PROBLEM TO WORK ON> Reproduce every item below line for line, with no changes to wording, numbers, or order.

DATASET RECORDS>

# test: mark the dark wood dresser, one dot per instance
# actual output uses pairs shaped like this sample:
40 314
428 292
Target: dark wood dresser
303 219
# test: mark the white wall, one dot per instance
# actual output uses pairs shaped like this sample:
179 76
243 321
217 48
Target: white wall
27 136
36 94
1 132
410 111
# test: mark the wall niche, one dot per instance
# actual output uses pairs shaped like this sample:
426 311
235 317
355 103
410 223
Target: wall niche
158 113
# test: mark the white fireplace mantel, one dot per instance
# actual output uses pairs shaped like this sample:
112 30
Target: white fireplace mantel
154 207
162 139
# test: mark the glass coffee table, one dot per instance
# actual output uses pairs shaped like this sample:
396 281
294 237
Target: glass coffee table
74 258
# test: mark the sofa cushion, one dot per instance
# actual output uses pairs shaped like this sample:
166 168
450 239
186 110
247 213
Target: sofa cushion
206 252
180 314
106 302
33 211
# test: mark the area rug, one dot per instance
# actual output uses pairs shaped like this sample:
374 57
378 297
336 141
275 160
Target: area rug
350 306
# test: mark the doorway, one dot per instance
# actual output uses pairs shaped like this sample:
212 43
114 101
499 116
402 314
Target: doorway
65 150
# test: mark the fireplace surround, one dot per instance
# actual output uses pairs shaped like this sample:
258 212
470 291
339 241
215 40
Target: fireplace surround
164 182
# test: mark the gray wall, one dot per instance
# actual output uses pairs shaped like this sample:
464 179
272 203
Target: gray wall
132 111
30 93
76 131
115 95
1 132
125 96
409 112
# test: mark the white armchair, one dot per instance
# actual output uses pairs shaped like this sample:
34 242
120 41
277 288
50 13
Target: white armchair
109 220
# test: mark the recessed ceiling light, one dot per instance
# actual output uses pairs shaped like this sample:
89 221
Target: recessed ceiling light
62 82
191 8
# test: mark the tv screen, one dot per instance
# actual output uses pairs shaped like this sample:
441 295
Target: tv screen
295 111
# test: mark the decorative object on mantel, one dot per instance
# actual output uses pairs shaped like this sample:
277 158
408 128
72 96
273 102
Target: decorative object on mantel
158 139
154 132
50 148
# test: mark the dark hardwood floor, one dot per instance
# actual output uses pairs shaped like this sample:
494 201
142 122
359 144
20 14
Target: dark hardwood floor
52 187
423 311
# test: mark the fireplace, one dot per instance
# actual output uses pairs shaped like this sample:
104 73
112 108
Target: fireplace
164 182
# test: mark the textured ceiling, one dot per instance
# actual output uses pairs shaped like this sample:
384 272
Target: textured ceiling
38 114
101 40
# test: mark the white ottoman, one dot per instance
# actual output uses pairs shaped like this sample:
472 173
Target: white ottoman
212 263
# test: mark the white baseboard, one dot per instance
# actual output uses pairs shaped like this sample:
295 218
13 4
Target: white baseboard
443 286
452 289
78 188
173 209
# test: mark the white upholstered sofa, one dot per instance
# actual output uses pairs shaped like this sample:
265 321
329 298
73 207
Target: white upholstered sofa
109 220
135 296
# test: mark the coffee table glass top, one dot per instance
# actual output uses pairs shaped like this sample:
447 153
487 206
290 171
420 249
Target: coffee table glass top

EXERCISE ANSWER>
# test: mark the dark wood dresser, one dot per instance
# actual output uses pairs shaped like this sample:
40 314
428 292
Target: dark wood dresser
303 219
# test: mark the white wall, one dot per instance
# actual output uses pairs shaped like this sample:
179 76
243 321
217 48
Target: white wall
27 136
36 94
1 132
410 111
# test: mark the wall niche, one dot per instance
# actual output uses pairs shaped like this sample:
426 311
235 317
355 103
410 223
Target: wall niche
158 113
# test: mark the white fireplace mantel, one dot per instance
# actual output uses pairs shaped like this sample:
112 30
Target: white fireplace mantel
154 207
162 139
# test: mark the glass coffee table, one dot per instance
# actual output uses pairs shaped like this sample:
396 281
294 237
Target: glass coffee table
74 258
# test: mark the sofa cushion, one dot per instance
# actual output uses pairs shaped like this sample:
166 168
450 239
186 110
247 213
Target: sofa cushion
206 252
180 314
106 302
33 211
# test: mark the area rug, one dot per instance
# actual output uses pairs shaped like this sample:
374 57
378 297
336 141
275 160
Target: area rug
350 306
# test: mark the doorway, one dot per instance
# actual output uses pairs shaped like this sample:
212 43
114 101
499 116
402 314
Target: doorway
65 150
# test: mark the fireplace surround, one dot per instance
# actual output uses pairs shaped like this sample:
258 212
470 291
339 241
215 40
Target: fireplace surround
164 182
# test: mark the gray wall, one dot per instance
# actual output uses pairs shaped like this sample:
464 179
272 203
Target: gray wall
132 111
30 93
76 131
115 95
1 132
125 96
409 112
# test: mark the white armchair, one dot per instance
# actual output uses pairs shaped like this sample:
34 242
120 41
277 288
50 13
Target: white armchair
109 220
# test: mark the recessed ceiling light, one dot per instance
# actual output uses pairs shaped like this sample:
89 221
Target: recessed ceiling light
62 82
191 8
# test: mark the tv screen, one dot per instance
# actual output uses pairs shaped like this sample:
441 295
Target: tv screen
295 111
# test: mark the decorative object on mantel, one dot per instance
# actual output uses pairs shaped like this sample:
277 158
408 128
72 96
273 102
Target: decorative object on mantel
158 139
154 132
50 148
# test: mark the dark hardwood floor, one dot per instance
# actual output uses pairs shaped like this sample:
494 201
142 122
359 144
20 14
Target: dark hardwood floor
52 187
423 311
# test: mark the fireplace, one dot per instance
# actual output uses pairs shaped like this sample:
104 73
112 108
Target: fireplace
164 182
# test: mark the textured ceiling, one dot per instance
# actual output uses pairs shaped like this sample:
384 272
Target: textured ceiling
38 114
101 40
# test: mark the white ottoman, one dot per instance
# actual output uses pairs shaped like this sample:
472 173
Target: white ottoman
212 263
# test: mark the white baseboard, one dot per instance
# actual output uses pairs shaped like this sample:
295 218
13 4
Target: white baseboard
443 286
452 289
78 188
173 209
# test: mark the white upholstered sofa, one dot per instance
# actual output uses pairs shaped like this sample:
265 321
329 298
73 207
Target: white upholstered sofa
109 220
135 296
# test: mark the coffee table glass top, one dot per instance
# actual output uses pairs shaped like this sample:
447 153
487 206
290 171
420 249
Target: coffee table glass top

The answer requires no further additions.